Your objective —
All of the data should be repeated exactly; pictures are not part of the copy.

Region annotation entries —
##############################

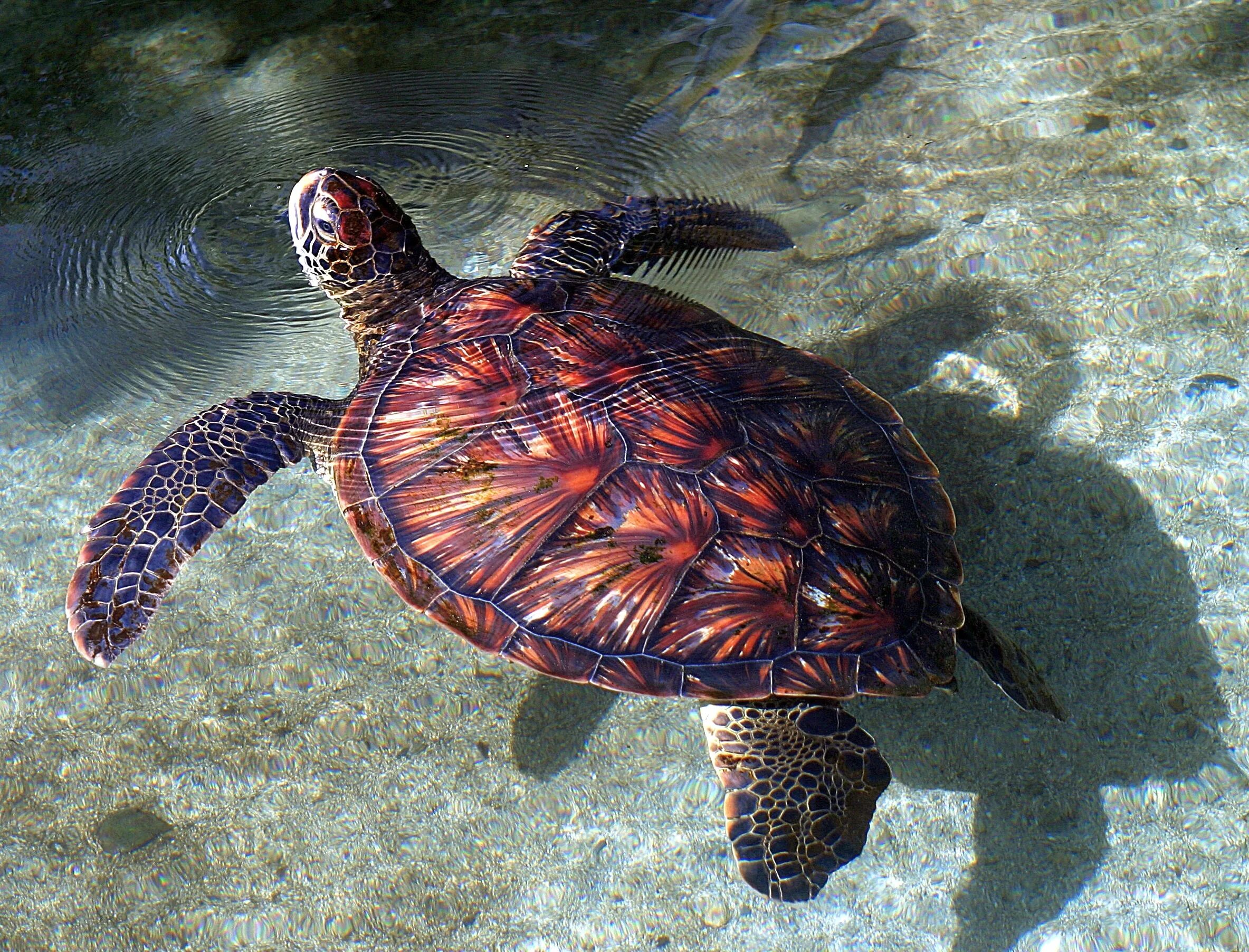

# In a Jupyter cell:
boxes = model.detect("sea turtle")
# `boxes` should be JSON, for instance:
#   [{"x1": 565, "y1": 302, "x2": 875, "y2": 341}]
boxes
[{"x1": 66, "y1": 169, "x2": 1061, "y2": 901}]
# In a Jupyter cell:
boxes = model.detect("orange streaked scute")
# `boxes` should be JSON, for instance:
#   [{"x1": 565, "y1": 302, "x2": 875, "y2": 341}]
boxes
[{"x1": 331, "y1": 278, "x2": 962, "y2": 700}]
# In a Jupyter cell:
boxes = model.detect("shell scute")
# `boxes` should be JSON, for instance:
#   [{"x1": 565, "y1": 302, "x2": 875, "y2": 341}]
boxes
[
  {"x1": 743, "y1": 401, "x2": 911, "y2": 490},
  {"x1": 425, "y1": 589, "x2": 517, "y2": 653},
  {"x1": 498, "y1": 463, "x2": 716, "y2": 655},
  {"x1": 855, "y1": 640, "x2": 934, "y2": 697},
  {"x1": 516, "y1": 312, "x2": 664, "y2": 400},
  {"x1": 798, "y1": 540, "x2": 924, "y2": 655},
  {"x1": 352, "y1": 337, "x2": 530, "y2": 493},
  {"x1": 408, "y1": 281, "x2": 568, "y2": 350},
  {"x1": 681, "y1": 660, "x2": 773, "y2": 701},
  {"x1": 670, "y1": 329, "x2": 848, "y2": 404},
  {"x1": 772, "y1": 651, "x2": 858, "y2": 698},
  {"x1": 911, "y1": 480, "x2": 956, "y2": 536},
  {"x1": 816, "y1": 480, "x2": 928, "y2": 576},
  {"x1": 501, "y1": 630, "x2": 602, "y2": 683},
  {"x1": 647, "y1": 534, "x2": 802, "y2": 664},
  {"x1": 608, "y1": 376, "x2": 746, "y2": 471},
  {"x1": 589, "y1": 655, "x2": 683, "y2": 697},
  {"x1": 701, "y1": 448, "x2": 822, "y2": 546},
  {"x1": 381, "y1": 391, "x2": 625, "y2": 597}
]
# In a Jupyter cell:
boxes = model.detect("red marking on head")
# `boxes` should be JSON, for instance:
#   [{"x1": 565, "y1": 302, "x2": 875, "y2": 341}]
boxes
[{"x1": 338, "y1": 208, "x2": 374, "y2": 247}]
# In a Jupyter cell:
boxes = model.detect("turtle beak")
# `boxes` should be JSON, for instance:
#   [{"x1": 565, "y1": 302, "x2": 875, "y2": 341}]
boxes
[{"x1": 286, "y1": 169, "x2": 333, "y2": 249}]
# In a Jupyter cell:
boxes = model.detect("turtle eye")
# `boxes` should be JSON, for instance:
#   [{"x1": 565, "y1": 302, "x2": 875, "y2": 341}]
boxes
[{"x1": 312, "y1": 198, "x2": 338, "y2": 242}]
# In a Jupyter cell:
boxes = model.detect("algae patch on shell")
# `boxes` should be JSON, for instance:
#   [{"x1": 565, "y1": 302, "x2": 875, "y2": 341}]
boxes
[{"x1": 95, "y1": 807, "x2": 174, "y2": 856}]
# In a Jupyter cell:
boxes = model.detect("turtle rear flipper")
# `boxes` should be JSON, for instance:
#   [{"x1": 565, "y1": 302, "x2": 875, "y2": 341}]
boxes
[
  {"x1": 702, "y1": 701, "x2": 892, "y2": 902},
  {"x1": 512, "y1": 197, "x2": 793, "y2": 281},
  {"x1": 65, "y1": 394, "x2": 341, "y2": 667},
  {"x1": 956, "y1": 605, "x2": 1066, "y2": 721}
]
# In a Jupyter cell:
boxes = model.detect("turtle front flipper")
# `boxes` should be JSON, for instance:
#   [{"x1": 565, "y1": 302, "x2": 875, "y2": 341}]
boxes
[
  {"x1": 956, "y1": 605, "x2": 1066, "y2": 721},
  {"x1": 512, "y1": 197, "x2": 793, "y2": 281},
  {"x1": 702, "y1": 701, "x2": 892, "y2": 902},
  {"x1": 65, "y1": 394, "x2": 341, "y2": 667}
]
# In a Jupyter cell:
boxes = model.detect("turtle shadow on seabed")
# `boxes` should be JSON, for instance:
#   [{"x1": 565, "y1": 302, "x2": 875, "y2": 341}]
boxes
[
  {"x1": 827, "y1": 285, "x2": 1235, "y2": 952},
  {"x1": 511, "y1": 674, "x2": 616, "y2": 779}
]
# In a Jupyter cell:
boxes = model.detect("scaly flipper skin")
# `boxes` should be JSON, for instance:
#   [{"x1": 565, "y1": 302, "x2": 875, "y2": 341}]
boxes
[
  {"x1": 702, "y1": 701, "x2": 892, "y2": 902},
  {"x1": 65, "y1": 392, "x2": 341, "y2": 667},
  {"x1": 512, "y1": 197, "x2": 793, "y2": 281},
  {"x1": 956, "y1": 606, "x2": 1066, "y2": 721}
]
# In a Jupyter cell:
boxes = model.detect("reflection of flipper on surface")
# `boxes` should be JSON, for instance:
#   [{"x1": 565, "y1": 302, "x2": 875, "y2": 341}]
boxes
[
  {"x1": 702, "y1": 701, "x2": 891, "y2": 902},
  {"x1": 512, "y1": 197, "x2": 793, "y2": 281},
  {"x1": 957, "y1": 605, "x2": 1066, "y2": 721}
]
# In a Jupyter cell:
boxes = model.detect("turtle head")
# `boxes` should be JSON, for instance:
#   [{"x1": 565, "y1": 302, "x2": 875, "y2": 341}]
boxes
[{"x1": 287, "y1": 169, "x2": 446, "y2": 305}]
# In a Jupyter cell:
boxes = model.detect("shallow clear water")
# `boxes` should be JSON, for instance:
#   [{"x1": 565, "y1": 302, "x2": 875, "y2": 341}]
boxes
[{"x1": 0, "y1": 0, "x2": 1249, "y2": 952}]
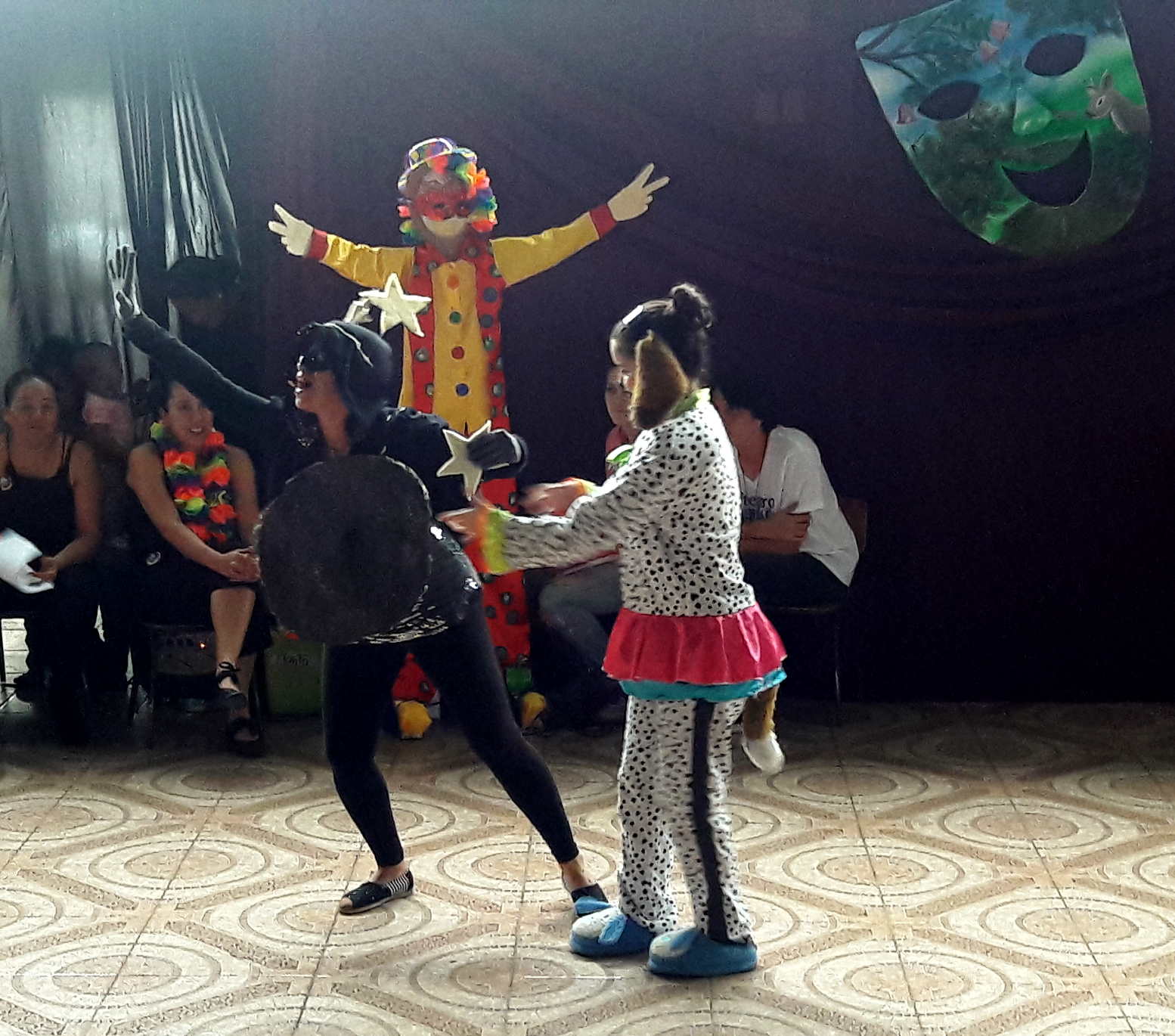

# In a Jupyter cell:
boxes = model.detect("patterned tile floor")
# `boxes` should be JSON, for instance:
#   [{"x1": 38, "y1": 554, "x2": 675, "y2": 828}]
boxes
[{"x1": 0, "y1": 625, "x2": 1175, "y2": 1036}]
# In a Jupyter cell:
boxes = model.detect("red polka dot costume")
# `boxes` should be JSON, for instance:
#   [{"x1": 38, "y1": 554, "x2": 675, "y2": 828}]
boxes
[{"x1": 308, "y1": 138, "x2": 615, "y2": 701}]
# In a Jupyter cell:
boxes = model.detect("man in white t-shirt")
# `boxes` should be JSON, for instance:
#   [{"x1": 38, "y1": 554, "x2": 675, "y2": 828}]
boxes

##############################

Output —
# In a Jupyter cell:
boxes = model.detect("sea turtle")
# `boxes` should be JSON, for instance:
#   [{"x1": 565, "y1": 302, "x2": 875, "y2": 341}]
boxes
[{"x1": 66, "y1": 169, "x2": 1061, "y2": 901}]
# In a Jupyter cell:
boxes = model.detect("orange streaked scute")
# `boxes` should be JSON, for instance:
#   [{"x1": 565, "y1": 302, "x2": 875, "y2": 341}]
boxes
[{"x1": 331, "y1": 278, "x2": 962, "y2": 700}]
# In a Jupyter cell:
boxes = model.detect("shell scute")
# `boxes` should be JSON, for instance:
#   [{"x1": 565, "y1": 302, "x2": 875, "y2": 341}]
boxes
[
  {"x1": 743, "y1": 401, "x2": 911, "y2": 490},
  {"x1": 425, "y1": 589, "x2": 517, "y2": 653},
  {"x1": 498, "y1": 463, "x2": 716, "y2": 655},
  {"x1": 855, "y1": 640, "x2": 934, "y2": 697},
  {"x1": 516, "y1": 312, "x2": 664, "y2": 400},
  {"x1": 798, "y1": 540, "x2": 924, "y2": 655},
  {"x1": 352, "y1": 337, "x2": 530, "y2": 493},
  {"x1": 408, "y1": 281, "x2": 568, "y2": 350},
  {"x1": 681, "y1": 660, "x2": 773, "y2": 701},
  {"x1": 670, "y1": 329, "x2": 848, "y2": 404},
  {"x1": 772, "y1": 651, "x2": 858, "y2": 698},
  {"x1": 911, "y1": 480, "x2": 956, "y2": 536},
  {"x1": 816, "y1": 480, "x2": 928, "y2": 576},
  {"x1": 501, "y1": 630, "x2": 602, "y2": 683},
  {"x1": 647, "y1": 534, "x2": 802, "y2": 664},
  {"x1": 608, "y1": 376, "x2": 746, "y2": 471},
  {"x1": 589, "y1": 655, "x2": 683, "y2": 697},
  {"x1": 701, "y1": 448, "x2": 822, "y2": 546},
  {"x1": 381, "y1": 391, "x2": 625, "y2": 597}
]
# In a Jupyter cell:
boxes = model.detect("red marking on head")
# `boxes` should be JSON, for instance:
#   [{"x1": 565, "y1": 302, "x2": 875, "y2": 341}]
boxes
[{"x1": 338, "y1": 208, "x2": 374, "y2": 247}]
# In a Jupyter cell:
boxes = model.detect("turtle beak")
# `boxes` should be JSON, for instance:
#   [{"x1": 565, "y1": 302, "x2": 875, "y2": 341}]
boxes
[{"x1": 286, "y1": 169, "x2": 333, "y2": 249}]
# In a Jupyter cell:
boxes = model.detect("turtle eye")
# `boxes` should be JSON, for instance:
#   [{"x1": 565, "y1": 302, "x2": 875, "y2": 341}]
boxes
[{"x1": 312, "y1": 198, "x2": 338, "y2": 242}]
# In a Jupyter cell:
boxes = model.detect("algae patch on shell")
# `boxes` should be JSON, for instance:
#   [{"x1": 565, "y1": 302, "x2": 875, "y2": 341}]
boxes
[{"x1": 95, "y1": 807, "x2": 174, "y2": 856}]
# In a Jupyter cell:
boxes = model.detect("turtle rear flipper")
# `boxes` should be JSON, for instance:
#   [{"x1": 565, "y1": 302, "x2": 875, "y2": 341}]
boxes
[
  {"x1": 702, "y1": 701, "x2": 892, "y2": 902},
  {"x1": 512, "y1": 197, "x2": 793, "y2": 281},
  {"x1": 65, "y1": 394, "x2": 341, "y2": 667},
  {"x1": 956, "y1": 605, "x2": 1066, "y2": 721}
]
# In a Jupyter cell:
boxes = model.detect("turtle front flipper")
# `boxes` should be JSON, for instance:
#   [{"x1": 565, "y1": 302, "x2": 875, "y2": 341}]
boxes
[
  {"x1": 956, "y1": 605, "x2": 1066, "y2": 721},
  {"x1": 512, "y1": 197, "x2": 793, "y2": 281},
  {"x1": 702, "y1": 701, "x2": 892, "y2": 902},
  {"x1": 65, "y1": 394, "x2": 341, "y2": 667}
]
# In a Jupyter cell:
boxes = model.detect("turtle shadow on seabed")
# `boxes` should be JSON, for instance:
#   [{"x1": 565, "y1": 302, "x2": 875, "y2": 341}]
boxes
[
  {"x1": 827, "y1": 285, "x2": 1235, "y2": 952},
  {"x1": 511, "y1": 674, "x2": 616, "y2": 779}
]
# In a Jupyter cell:
boxes = model.detect("scaly flipper skin")
# `boxes` should be JSON, for instance:
#   [{"x1": 565, "y1": 302, "x2": 875, "y2": 341}]
boxes
[
  {"x1": 702, "y1": 701, "x2": 892, "y2": 902},
  {"x1": 65, "y1": 392, "x2": 341, "y2": 667},
  {"x1": 512, "y1": 197, "x2": 793, "y2": 281},
  {"x1": 956, "y1": 606, "x2": 1066, "y2": 721}
]
# In a Jupyter cell:
boxes = model.detect("reflection of flipper on surface")
# `boxes` should be JSON, for instance:
#   [{"x1": 565, "y1": 302, "x2": 875, "y2": 341}]
boxes
[
  {"x1": 702, "y1": 701, "x2": 891, "y2": 902},
  {"x1": 512, "y1": 197, "x2": 793, "y2": 281},
  {"x1": 957, "y1": 605, "x2": 1066, "y2": 721}
]
# In a Jupyter cell:
boxes = model.detect("turtle head")
# `boxes` should be JSON, for instance:
#   [{"x1": 565, "y1": 302, "x2": 875, "y2": 341}]
boxes
[{"x1": 287, "y1": 169, "x2": 446, "y2": 305}]
# In a Jupyter cell:
boxes = model.detect("shallow clear water")
# `boxes` should be JSON, for instance:
#   [{"x1": 565, "y1": 302, "x2": 875, "y2": 341}]
boxes
[{"x1": 0, "y1": 0, "x2": 1249, "y2": 952}]

# In a Jupyter cell:
boxes = model.detect("patterned tile floor")
# `boxes` should be JSON, for instance:
#   [{"x1": 38, "y1": 554, "x2": 675, "y2": 828}]
boxes
[{"x1": 0, "y1": 625, "x2": 1175, "y2": 1036}]
# In a Jupyter cell:
boxes = model.detect("red polka dot costume")
# `boxes` should be JSON, for instance:
#   [{"x1": 38, "y1": 554, "x2": 675, "y2": 828}]
boxes
[{"x1": 308, "y1": 138, "x2": 615, "y2": 701}]
# In a Jupyter cell:
boxes = model.detect("man in white t-shirt")
# `boxes` should be JSON, for instance:
#   [{"x1": 38, "y1": 554, "x2": 675, "y2": 828}]
boxes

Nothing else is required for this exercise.